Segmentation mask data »
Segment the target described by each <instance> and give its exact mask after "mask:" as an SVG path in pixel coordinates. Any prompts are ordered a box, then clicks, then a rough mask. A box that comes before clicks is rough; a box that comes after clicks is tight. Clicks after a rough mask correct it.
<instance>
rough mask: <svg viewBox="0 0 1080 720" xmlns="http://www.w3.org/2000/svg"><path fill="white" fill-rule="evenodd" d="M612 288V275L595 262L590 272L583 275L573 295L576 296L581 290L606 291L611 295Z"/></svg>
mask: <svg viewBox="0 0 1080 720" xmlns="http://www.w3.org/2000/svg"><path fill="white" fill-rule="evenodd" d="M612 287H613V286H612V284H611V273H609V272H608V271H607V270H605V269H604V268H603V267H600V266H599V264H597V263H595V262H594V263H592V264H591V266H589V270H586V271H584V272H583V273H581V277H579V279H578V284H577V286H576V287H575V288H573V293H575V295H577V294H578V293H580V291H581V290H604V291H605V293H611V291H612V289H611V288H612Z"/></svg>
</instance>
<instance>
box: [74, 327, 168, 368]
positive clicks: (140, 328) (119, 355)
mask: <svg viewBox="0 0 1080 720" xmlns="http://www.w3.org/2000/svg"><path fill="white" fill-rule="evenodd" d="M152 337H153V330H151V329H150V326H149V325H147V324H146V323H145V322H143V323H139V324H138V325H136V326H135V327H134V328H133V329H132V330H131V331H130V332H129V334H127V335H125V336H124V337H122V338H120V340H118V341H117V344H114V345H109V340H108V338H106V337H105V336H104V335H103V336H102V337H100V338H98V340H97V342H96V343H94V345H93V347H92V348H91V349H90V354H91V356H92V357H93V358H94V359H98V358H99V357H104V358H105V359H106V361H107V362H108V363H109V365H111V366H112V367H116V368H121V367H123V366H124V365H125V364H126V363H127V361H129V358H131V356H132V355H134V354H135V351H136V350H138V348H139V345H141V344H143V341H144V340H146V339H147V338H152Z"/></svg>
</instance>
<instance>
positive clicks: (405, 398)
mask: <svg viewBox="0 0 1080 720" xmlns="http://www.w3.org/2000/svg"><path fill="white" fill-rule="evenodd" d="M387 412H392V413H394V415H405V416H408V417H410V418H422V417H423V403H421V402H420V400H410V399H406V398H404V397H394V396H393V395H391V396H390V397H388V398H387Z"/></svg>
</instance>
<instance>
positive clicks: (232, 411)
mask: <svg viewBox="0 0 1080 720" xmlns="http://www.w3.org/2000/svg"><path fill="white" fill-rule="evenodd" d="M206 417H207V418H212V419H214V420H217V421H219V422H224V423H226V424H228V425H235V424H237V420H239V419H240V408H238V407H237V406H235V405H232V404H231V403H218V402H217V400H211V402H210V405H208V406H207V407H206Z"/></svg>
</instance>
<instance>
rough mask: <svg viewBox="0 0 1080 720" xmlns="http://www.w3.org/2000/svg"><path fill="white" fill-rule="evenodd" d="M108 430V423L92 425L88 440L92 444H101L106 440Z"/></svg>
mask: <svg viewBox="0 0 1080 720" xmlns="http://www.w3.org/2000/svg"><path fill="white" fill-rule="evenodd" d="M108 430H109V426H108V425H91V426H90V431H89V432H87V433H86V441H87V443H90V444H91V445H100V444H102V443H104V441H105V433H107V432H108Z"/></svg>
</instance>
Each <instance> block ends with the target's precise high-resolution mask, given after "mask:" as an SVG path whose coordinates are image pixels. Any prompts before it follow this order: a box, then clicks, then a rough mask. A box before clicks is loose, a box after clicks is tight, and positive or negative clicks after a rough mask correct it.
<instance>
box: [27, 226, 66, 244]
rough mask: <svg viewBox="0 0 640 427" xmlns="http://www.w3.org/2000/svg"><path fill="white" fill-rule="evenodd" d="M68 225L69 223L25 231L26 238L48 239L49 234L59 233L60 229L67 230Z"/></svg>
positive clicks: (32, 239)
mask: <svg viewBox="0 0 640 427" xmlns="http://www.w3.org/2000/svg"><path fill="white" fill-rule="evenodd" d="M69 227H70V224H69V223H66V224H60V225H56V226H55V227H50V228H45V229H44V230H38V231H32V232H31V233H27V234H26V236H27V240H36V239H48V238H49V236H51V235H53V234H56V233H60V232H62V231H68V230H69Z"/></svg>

Activity » Set the data down again in full. Keep it exact.

Output for this task »
Segment the target described by each <instance> and give its exact mask after "mask:" as an SVG path in pixel coordinates. Any prompts are ordered a box, then clicks, then a rough mask. A box that comes before clicks is rough; a box that comes after clicks is tight. Clicks after a rough mask correct it.
<instance>
rough mask: <svg viewBox="0 0 1080 720" xmlns="http://www.w3.org/2000/svg"><path fill="white" fill-rule="evenodd" d="M612 288V275L595 262L590 272L583 275L573 295L576 296L581 290L606 291L611 295Z"/></svg>
mask: <svg viewBox="0 0 1080 720" xmlns="http://www.w3.org/2000/svg"><path fill="white" fill-rule="evenodd" d="M612 287H613V286H612V284H611V273H609V272H608V271H607V270H605V269H604V268H603V267H600V266H599V264H597V263H595V262H594V263H592V264H591V266H589V270H586V271H584V272H583V273H581V277H579V279H578V284H577V286H576V287H575V288H573V293H575V295H577V294H578V293H580V291H581V290H604V291H605V293H611V291H612V289H611V288H612Z"/></svg>
</instance>
<instance>
box: [74, 327, 168, 368]
positive clicks: (140, 328) (119, 355)
mask: <svg viewBox="0 0 1080 720" xmlns="http://www.w3.org/2000/svg"><path fill="white" fill-rule="evenodd" d="M152 337H153V330H151V329H150V326H149V325H147V324H146V323H145V322H143V323H139V324H138V325H136V326H135V327H134V328H133V329H132V330H131V331H130V332H129V334H127V335H125V336H124V337H122V338H120V340H118V341H117V344H114V345H109V340H108V338H106V337H105V336H104V335H103V336H102V337H100V338H98V340H97V342H96V343H94V345H93V347H92V348H91V349H90V354H91V356H92V357H93V358H94V359H98V358H99V357H104V358H105V359H106V361H107V362H108V363H109V365H111V366H112V367H116V368H121V367H123V366H124V365H125V364H126V363H127V361H129V358H131V356H132V355H134V354H135V351H136V350H138V348H139V345H141V344H143V341H144V340H146V339H147V338H152Z"/></svg>
</instance>
<instance>
positive clicks: (405, 398)
mask: <svg viewBox="0 0 1080 720" xmlns="http://www.w3.org/2000/svg"><path fill="white" fill-rule="evenodd" d="M387 412H392V413H394V415H405V416H408V417H410V418H422V417H423V403H421V402H420V400H410V399H406V398H404V397H394V396H393V395H391V396H390V397H388V398H387Z"/></svg>
</instance>
<instance>
positive clicks: (232, 411)
mask: <svg viewBox="0 0 1080 720" xmlns="http://www.w3.org/2000/svg"><path fill="white" fill-rule="evenodd" d="M206 417H207V418H212V419H214V420H217V421H219V422H224V423H226V424H228V425H235V424H237V420H239V419H240V408H238V407H237V406H235V405H232V404H231V403H218V402H217V400H211V402H210V405H208V406H207V407H206Z"/></svg>
</instance>
<instance>
rough mask: <svg viewBox="0 0 1080 720" xmlns="http://www.w3.org/2000/svg"><path fill="white" fill-rule="evenodd" d="M108 430V423L92 425L88 440L92 444H101L106 440Z"/></svg>
mask: <svg viewBox="0 0 1080 720" xmlns="http://www.w3.org/2000/svg"><path fill="white" fill-rule="evenodd" d="M108 430H109V426H108V425H91V426H90V431H89V432H87V433H86V441H87V443H90V444H91V445H100V444H102V443H104V441H105V433H107V432H108Z"/></svg>
</instance>
Each <instance> block ends with the target's precise high-resolution mask, given after "mask:" as an SVG path whose coordinates are image pixels. Any prompts before it follow this order: a box, then clicks, then a rough mask. A box before clicks is loose, a box after clicks is tight, and positive or negative clicks after a rough mask correct it.
<instance>
box: [27, 226, 66, 244]
rough mask: <svg viewBox="0 0 640 427" xmlns="http://www.w3.org/2000/svg"><path fill="white" fill-rule="evenodd" d="M68 225L69 223L25 231L26 238L48 239L49 234L59 233L60 229L67 230Z"/></svg>
positive clicks: (32, 239)
mask: <svg viewBox="0 0 640 427" xmlns="http://www.w3.org/2000/svg"><path fill="white" fill-rule="evenodd" d="M69 227H70V224H69V223H66V224H60V225H56V226H55V227H50V228H45V229H44V230H38V231H32V232H31V233H27V234H26V236H27V240H36V239H48V238H49V236H51V235H53V234H56V233H60V232H62V231H68V230H69Z"/></svg>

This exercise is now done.